*** Opening of Text ***

Recurrent algal and/or cyanobacterial blooms constitute environmental disturbances that can alter—or even threaten—entire lake ecosystems, including human health (Amorim & Moura 2021, Dorioz et al. 2023). These rapid and massive proliferations of certain phytoplankton taxa can negatively impact the environment, human health, and various ecosystem services (typically drinking water supply, recreational activities, or professional fishing). Although their dynamics and contributing factors are well known, their detection—a key element in risk prevention—remains challenging in some cases. Moreover, their effects on the environment, ecosystems, and consequently on future blooms, are still poorly understood.

Indeed, while some phytoplankton genera bloom at the surface and are thus easily detectable via satellite tools (Rahaghi et al. 2024), other taxa, sometimes toxic, develop at depth. The toxic filamentous cyanobacterium Planktothrix rubescens is a notable example in large European lakes (Jacquet et al. 2005, Knapp et al. 2021). Furthermore, recent environmental disturbances induced by climate change and human activity have increased the competitive advantage of cyanobacteria (Anneville et al. 2015, Paerl & Huisman 2008). As a result, blooms can now occur even in seemingly unfavorable environmental conditions (i.e., low-phosphorus regulated environments), as evidenced by the occurrence of blooms in recent decades in several oligotrophic or re-oligotrophicated lakes (Jacquet et al. 2014, Reinl et al. 2021, Suarez et al. 2023).

*** Close of Text ***
*** Opening of Entries shown ***

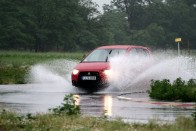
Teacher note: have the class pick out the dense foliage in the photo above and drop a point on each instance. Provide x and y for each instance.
(178, 90)
(69, 107)
(70, 25)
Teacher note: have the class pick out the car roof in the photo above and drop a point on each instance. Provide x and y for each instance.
(120, 47)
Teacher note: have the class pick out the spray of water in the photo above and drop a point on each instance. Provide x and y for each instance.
(55, 73)
(128, 73)
(132, 73)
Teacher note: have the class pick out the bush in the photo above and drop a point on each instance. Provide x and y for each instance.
(69, 106)
(178, 90)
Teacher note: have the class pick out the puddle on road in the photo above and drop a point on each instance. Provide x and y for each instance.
(34, 98)
(50, 82)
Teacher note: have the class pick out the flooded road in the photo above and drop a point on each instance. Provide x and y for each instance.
(131, 107)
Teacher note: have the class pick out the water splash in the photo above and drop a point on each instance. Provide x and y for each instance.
(130, 73)
(55, 72)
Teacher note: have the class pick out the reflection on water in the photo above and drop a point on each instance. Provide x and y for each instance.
(108, 105)
(130, 107)
(102, 104)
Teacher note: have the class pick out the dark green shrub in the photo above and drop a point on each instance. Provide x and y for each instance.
(178, 90)
(69, 106)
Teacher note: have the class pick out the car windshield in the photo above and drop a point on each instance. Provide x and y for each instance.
(103, 55)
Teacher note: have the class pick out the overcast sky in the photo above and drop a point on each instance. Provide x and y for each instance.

*** Close of Entries shown ***

— Problem requirements —
Copy the passage on algal and cyanobacterial blooms in lakes in full, word for word.

— Task result —
Recurrent algal and/or cyanobacterial blooms constitute environmental disturbances that can alter—or even threaten—entire lake ecosystems, including human health (Amorim & Moura 2021, Dorioz et al. 2023). These rapid and massive proliferations of certain phytoplankton taxa can negatively impact the environment, human health, and various ecosystem services (typically drinking water supply, recreational activities, or professional fishing). Although their dynamics and contributing factors are well known, their detection—a key element in risk prevention—remains challenging in some cases. Moreover, their effects on the environment, ecosystems, and consequently on future blooms, are still poorly understood.

Indeed, while some phytoplankton genera bloom at the surface and are thus easily detectable via satellite tools (Rahaghi et al. 2024), other taxa, sometimes toxic, develop at depth. The toxic filamentous cyanobacterium Planktothrix rubescens is a notable example in large European lakes (Jacquet et al. 2005, Knapp et al. 2021). Furthermore, recent environmental disturbances induced by climate change and human activity have increased the competitive advantage of cyanobacteria (Anneville et al. 2015, Paerl & Huisman 2008). As a result, blooms can now occur even in seemingly unfavorable environmental conditions (i.e., low-phosphorus regulated environments), as evidenced by the occurrence of blooms in recent decades in several oligotrophic or re-oligotrophicated lakes (Jacquet et al. 2014, Reinl et al. 2021, Suarez et al. 2023).